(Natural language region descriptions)
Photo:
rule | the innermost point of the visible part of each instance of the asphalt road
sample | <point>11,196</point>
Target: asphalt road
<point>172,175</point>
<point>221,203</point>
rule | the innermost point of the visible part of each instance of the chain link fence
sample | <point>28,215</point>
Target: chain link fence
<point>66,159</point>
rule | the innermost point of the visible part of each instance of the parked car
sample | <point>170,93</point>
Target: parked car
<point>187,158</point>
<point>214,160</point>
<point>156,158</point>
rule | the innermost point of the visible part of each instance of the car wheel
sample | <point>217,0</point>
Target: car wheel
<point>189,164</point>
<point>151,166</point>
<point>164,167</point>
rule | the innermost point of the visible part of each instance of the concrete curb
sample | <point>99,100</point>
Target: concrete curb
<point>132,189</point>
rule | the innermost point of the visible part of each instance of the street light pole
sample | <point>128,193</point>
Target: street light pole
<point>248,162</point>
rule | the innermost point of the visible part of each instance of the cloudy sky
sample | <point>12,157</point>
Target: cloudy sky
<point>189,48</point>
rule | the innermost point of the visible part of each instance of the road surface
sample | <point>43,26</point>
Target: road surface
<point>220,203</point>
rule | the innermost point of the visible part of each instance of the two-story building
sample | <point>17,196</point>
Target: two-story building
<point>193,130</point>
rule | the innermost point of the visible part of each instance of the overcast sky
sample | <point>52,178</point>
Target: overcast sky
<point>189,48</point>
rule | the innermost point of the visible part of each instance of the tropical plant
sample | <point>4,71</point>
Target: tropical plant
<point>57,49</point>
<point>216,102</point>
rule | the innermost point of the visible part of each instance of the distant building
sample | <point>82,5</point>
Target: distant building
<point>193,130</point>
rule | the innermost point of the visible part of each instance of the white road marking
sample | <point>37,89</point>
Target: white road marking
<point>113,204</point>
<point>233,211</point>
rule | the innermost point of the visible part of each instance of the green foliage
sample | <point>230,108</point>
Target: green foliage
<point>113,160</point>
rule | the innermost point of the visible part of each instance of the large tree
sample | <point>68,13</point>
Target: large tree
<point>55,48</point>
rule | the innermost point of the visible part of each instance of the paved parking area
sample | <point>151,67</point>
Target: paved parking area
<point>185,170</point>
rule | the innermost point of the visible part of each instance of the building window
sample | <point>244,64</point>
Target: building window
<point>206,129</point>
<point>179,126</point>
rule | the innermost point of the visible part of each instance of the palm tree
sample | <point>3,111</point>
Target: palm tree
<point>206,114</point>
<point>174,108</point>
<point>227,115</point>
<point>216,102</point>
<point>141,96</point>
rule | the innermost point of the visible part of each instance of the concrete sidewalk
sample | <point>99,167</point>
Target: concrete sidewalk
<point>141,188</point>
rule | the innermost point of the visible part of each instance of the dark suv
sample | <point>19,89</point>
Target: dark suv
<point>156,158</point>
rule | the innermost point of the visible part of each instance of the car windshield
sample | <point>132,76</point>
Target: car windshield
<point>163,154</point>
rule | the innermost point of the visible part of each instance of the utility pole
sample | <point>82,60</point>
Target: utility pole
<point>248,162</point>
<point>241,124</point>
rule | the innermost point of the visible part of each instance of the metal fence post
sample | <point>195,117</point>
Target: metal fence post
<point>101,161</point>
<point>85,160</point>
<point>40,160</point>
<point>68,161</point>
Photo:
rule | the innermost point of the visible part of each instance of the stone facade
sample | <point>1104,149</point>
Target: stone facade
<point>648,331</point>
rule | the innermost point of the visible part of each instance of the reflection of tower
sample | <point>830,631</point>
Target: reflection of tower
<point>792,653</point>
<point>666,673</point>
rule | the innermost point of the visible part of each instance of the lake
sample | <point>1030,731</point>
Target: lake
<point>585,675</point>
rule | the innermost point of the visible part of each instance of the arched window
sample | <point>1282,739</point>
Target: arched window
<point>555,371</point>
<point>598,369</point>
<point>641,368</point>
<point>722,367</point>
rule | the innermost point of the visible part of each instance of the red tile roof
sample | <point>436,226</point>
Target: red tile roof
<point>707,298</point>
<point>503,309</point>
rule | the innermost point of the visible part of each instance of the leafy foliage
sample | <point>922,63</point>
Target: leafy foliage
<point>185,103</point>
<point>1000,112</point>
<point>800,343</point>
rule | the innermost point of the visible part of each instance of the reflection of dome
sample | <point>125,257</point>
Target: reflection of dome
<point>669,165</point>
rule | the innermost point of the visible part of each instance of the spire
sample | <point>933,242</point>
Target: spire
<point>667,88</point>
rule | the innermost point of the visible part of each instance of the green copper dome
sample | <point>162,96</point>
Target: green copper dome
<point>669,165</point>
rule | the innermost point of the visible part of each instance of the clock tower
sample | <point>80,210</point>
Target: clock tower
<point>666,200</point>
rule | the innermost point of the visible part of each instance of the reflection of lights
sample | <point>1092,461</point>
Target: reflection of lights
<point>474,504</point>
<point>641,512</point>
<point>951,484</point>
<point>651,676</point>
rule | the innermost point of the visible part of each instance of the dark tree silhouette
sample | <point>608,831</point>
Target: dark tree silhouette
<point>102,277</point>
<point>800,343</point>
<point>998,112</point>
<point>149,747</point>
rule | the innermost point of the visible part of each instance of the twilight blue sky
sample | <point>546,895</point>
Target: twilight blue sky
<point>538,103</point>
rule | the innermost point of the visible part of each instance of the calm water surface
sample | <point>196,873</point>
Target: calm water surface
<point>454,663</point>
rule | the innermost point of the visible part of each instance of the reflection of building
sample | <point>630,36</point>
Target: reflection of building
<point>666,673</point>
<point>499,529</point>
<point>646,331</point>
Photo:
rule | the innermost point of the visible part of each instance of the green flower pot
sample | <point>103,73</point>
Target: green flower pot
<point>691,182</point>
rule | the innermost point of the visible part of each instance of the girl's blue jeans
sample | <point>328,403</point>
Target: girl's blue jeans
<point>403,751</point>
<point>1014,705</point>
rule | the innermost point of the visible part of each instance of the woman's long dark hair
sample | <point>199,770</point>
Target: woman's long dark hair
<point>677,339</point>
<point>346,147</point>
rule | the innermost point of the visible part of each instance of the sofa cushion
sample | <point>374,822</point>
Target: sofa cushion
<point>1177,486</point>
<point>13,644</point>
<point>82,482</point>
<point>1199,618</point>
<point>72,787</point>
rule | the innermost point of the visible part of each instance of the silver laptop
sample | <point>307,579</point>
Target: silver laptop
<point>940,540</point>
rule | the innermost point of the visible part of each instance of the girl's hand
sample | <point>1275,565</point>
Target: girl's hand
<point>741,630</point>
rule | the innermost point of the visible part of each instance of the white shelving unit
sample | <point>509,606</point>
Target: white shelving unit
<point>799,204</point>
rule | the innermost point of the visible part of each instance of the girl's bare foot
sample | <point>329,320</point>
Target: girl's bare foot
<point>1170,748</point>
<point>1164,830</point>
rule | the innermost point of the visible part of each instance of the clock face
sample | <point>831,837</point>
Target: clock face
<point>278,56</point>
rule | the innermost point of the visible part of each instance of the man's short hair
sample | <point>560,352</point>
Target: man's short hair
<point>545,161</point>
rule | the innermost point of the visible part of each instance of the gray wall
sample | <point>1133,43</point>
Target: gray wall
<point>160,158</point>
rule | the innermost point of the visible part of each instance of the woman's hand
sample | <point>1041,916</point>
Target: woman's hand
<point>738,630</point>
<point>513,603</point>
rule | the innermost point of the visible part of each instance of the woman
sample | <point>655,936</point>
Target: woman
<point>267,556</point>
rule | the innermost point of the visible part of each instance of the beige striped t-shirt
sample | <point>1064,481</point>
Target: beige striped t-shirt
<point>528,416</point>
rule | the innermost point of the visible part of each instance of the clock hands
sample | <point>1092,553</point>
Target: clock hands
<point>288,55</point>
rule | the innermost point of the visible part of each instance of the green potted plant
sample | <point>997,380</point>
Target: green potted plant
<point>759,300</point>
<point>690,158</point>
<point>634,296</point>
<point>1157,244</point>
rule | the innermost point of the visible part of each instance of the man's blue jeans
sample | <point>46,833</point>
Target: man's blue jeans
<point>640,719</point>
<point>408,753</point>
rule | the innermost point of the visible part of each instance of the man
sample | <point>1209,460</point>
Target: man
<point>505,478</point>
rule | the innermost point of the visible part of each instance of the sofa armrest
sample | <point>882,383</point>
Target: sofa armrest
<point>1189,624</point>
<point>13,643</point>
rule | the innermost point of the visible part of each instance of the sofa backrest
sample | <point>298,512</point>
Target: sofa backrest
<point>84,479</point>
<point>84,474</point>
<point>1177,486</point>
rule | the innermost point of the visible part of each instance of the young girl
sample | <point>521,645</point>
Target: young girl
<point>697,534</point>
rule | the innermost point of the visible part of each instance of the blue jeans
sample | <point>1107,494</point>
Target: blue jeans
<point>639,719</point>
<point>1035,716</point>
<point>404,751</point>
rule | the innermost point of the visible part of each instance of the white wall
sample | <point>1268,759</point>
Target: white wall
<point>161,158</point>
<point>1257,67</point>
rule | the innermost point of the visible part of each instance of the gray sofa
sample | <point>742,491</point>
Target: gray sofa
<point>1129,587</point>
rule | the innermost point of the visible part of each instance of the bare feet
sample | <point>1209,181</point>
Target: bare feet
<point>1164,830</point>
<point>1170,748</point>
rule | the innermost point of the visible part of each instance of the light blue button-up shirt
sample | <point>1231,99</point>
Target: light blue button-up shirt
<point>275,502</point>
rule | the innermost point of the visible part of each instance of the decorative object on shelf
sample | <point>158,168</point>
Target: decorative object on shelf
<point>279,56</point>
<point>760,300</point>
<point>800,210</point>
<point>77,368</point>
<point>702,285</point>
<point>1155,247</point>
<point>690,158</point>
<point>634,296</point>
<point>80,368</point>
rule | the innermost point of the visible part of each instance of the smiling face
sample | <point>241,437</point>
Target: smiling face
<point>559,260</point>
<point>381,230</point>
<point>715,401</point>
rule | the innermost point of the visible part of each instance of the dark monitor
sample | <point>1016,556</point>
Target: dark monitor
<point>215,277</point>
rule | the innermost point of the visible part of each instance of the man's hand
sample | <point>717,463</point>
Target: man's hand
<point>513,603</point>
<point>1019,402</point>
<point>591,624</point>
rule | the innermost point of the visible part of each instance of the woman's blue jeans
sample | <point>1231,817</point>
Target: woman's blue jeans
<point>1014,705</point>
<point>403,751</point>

§ **Description of the task**
All lines above from the line with "sample | <point>52,178</point>" through the line with "the dark suv", both included, are to be set down exactly, with nothing else.

§ **Exercise result**
sample | <point>52,178</point>
Target: overcast sky
<point>189,48</point>
rule | the innermost point of the visible part of each instance of the tropical plant
sample | <point>4,71</point>
Target: tropical plant
<point>57,49</point>
<point>216,102</point>
rule | the innermost point of the visible part of each instance of the distant building
sample | <point>82,5</point>
Target: distant building
<point>193,130</point>
rule | the innermost point of the visible part of each instance of the white road marking
sample | <point>37,89</point>
Target: white road marking
<point>113,204</point>
<point>233,211</point>
rule | the innermost point of the visible part of each instance of the green foliage
sample | <point>230,108</point>
Target: green foliage
<point>113,160</point>
rule | the innermost point of the visible part of each instance of the large tree
sample | <point>68,13</point>
Target: large tree
<point>55,48</point>
rule | the innermost point of the visible part of each instance of the paved parking area
sample | <point>151,67</point>
Target: paved parking area
<point>185,170</point>
rule | the innermost point of the visible part of each instance of the building window
sample | <point>244,64</point>
Target: building window
<point>206,129</point>
<point>179,126</point>
rule | the innermost point of the visible part of each instance of the palm tree
sample | <point>3,111</point>
Target: palm tree
<point>206,114</point>
<point>174,108</point>
<point>227,115</point>
<point>216,102</point>
<point>141,96</point>
rule | the innermost point of the visible part of each instance of the concrete sidewalk
sample | <point>99,167</point>
Target: concrete sidewalk
<point>141,188</point>
rule | the innermost point of the visible part of each instance of the dark suv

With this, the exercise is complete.